Robert Parry
In Official Washington, there’s one “fact” about the Afghan War that nearly everyone “knows”: In February 1989, after the Soviet army left Afghanistan, the United States walked away from the war-torn country, creating a vacuum that led to the rise of the Taliban and its readiness to host Al-Qaeda’s anti-American terrorists.
It is a point made by senior administration officials, including incoming Ambassador Ryan Crocker and departing Defence Secretary Robert Gates, who once summed up the conventional wisdom by saying: “We will not repeat the mistakes of 1989, when we abandoned the country only to see it descend into civil war and into Taliban hands.”
And Gates was there at the time, as President George HW Bush’s deputy national security adviser. So, he should know.

» **Record set**

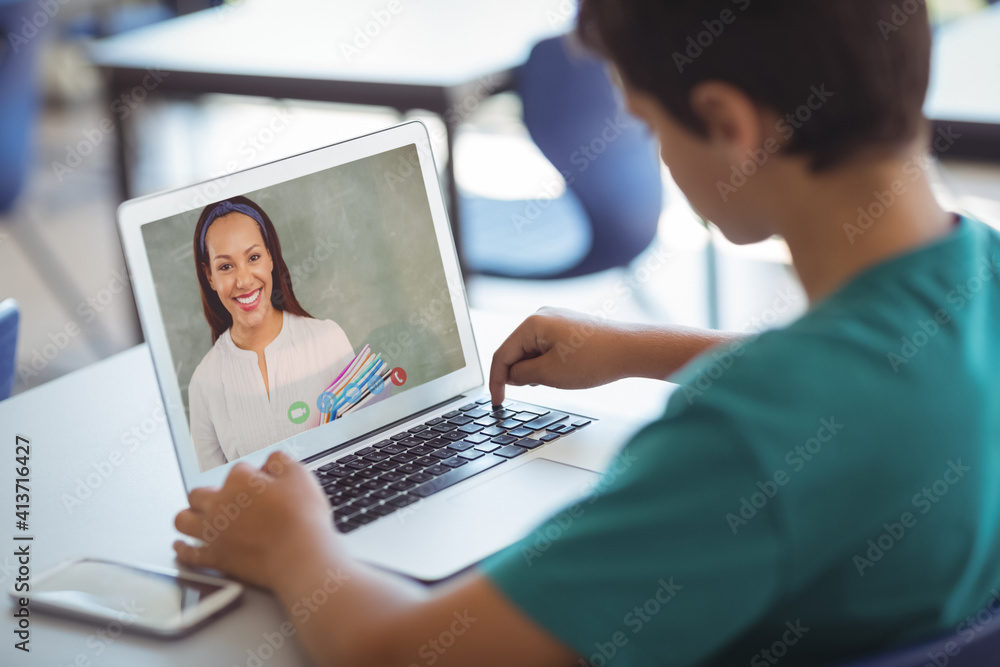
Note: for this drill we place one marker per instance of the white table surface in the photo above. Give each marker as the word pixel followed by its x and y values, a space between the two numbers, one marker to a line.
pixel 439 43
pixel 78 422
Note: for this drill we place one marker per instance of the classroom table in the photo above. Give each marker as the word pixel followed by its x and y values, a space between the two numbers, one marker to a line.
pixel 105 483
pixel 443 56
pixel 964 98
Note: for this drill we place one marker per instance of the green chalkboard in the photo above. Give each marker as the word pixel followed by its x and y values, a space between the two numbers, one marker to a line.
pixel 360 246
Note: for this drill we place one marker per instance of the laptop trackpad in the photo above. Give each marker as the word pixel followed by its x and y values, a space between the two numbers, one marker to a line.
pixel 528 493
pixel 433 541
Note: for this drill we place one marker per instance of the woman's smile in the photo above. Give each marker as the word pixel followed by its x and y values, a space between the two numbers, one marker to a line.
pixel 250 300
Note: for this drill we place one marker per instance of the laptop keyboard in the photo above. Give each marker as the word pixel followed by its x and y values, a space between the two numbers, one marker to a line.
pixel 401 470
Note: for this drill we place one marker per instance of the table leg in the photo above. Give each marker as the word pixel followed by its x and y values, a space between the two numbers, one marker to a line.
pixel 122 145
pixel 454 206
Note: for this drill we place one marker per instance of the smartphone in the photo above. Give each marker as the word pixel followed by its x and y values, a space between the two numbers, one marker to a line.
pixel 154 601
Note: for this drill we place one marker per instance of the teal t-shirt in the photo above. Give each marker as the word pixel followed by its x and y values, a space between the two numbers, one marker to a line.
pixel 821 492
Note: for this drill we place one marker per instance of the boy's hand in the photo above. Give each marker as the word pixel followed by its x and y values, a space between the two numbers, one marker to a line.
pixel 260 525
pixel 560 348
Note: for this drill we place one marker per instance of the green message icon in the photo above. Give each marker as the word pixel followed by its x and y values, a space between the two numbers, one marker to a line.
pixel 298 412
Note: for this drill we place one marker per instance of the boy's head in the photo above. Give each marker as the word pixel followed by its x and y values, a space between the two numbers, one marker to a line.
pixel 737 89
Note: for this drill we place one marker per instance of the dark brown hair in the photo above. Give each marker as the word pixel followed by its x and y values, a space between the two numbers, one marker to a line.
pixel 872 55
pixel 282 295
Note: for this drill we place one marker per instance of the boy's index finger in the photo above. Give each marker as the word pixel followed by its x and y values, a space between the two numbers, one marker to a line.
pixel 517 346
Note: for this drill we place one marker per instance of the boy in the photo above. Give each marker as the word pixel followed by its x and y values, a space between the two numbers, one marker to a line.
pixel 818 493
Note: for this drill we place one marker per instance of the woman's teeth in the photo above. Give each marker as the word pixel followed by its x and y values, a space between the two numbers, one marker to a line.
pixel 250 299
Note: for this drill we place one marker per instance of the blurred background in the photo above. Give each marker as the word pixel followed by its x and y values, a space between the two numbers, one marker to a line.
pixel 556 197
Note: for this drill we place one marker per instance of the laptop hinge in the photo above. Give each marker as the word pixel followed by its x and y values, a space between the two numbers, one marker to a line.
pixel 387 427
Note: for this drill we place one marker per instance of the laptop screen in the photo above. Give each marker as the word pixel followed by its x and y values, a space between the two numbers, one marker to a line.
pixel 297 305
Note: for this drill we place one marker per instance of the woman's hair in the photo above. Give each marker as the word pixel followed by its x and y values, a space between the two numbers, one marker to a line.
pixel 282 295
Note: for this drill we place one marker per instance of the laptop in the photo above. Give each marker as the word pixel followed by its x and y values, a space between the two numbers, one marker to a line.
pixel 373 379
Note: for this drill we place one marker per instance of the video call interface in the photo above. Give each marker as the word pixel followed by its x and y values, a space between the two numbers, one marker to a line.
pixel 298 305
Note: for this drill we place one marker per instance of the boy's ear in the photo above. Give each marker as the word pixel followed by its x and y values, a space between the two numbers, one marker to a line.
pixel 731 118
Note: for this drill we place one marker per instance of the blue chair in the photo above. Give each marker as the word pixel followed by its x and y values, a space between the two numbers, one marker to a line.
pixel 981 649
pixel 9 319
pixel 611 209
pixel 19 96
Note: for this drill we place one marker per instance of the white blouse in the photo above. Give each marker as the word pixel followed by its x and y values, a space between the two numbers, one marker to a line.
pixel 231 413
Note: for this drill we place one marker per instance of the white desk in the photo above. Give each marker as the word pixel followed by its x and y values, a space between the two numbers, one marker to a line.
pixel 78 422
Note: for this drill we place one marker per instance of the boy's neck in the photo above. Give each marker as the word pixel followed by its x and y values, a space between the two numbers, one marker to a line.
pixel 838 225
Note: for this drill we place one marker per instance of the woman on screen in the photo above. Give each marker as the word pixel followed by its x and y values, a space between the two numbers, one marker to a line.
pixel 270 359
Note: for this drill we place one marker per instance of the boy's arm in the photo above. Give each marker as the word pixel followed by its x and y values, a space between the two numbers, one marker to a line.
pixel 569 350
pixel 280 536
pixel 378 619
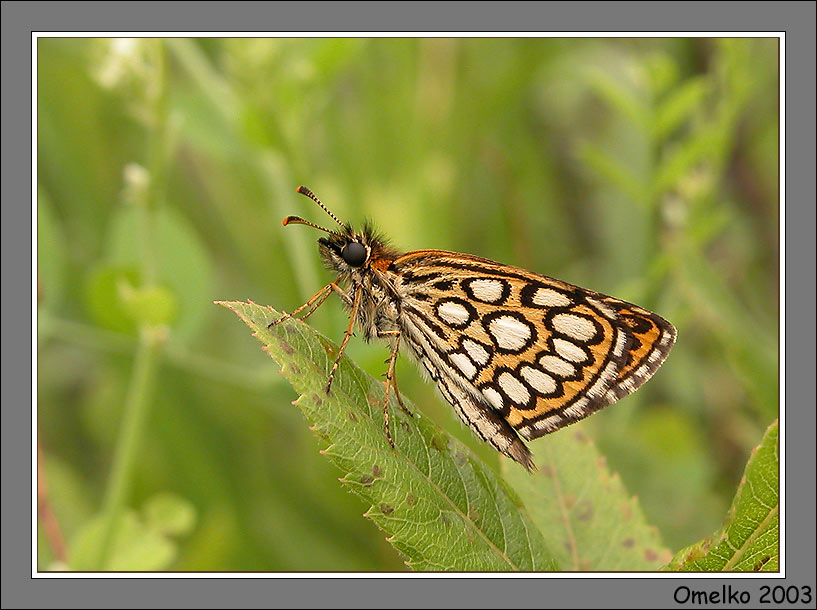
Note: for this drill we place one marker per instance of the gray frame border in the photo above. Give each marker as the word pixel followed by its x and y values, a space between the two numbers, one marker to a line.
pixel 20 18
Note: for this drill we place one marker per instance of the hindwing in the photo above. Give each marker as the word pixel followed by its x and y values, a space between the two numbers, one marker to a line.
pixel 514 350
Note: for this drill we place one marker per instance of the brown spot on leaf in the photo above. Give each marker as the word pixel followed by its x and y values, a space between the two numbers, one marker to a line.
pixel 757 567
pixel 626 511
pixel 584 511
pixel 438 443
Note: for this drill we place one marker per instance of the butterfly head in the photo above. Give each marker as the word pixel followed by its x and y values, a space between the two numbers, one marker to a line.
pixel 345 251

» **What is asked**
- a) Quote the stretch of the Afghan War passage from "Robert Parry" through "he should know.".
- b) Name every person the Afghan War passage mentions, leaving out the name on its first line.
- c) According to the Afghan War passage, what post did Gates hold under President George HW Bush?

» **Expected answers**
- a)
Robert Parry
In Official Washington, there’s one “fact” about the Afghan War that nearly everyone “knows”: In February 1989, after the Soviet army left Afghanistan, the United States walked away from the war-torn country, creating a vacuum that led to the rise of the Taliban and its readiness to host Al-Qaeda’s anti-American terrorists.
It is a point made by senior administration officials, including incoming Ambassador Ryan Crocker and departing Defence Secretary Robert Gates, who once summed up the conventional wisdom by saying: “We will not repeat the mistakes of 1989, when we abandoned the country only to see it descend into civil war and into Taliban hands.”
And Gates was there at the time, as President George HW Bush’s deputy national security adviser. So, he should know.

- b) Ryan Crocker, Robert Gates, George HW Bush

- c) Deputy national security adviser.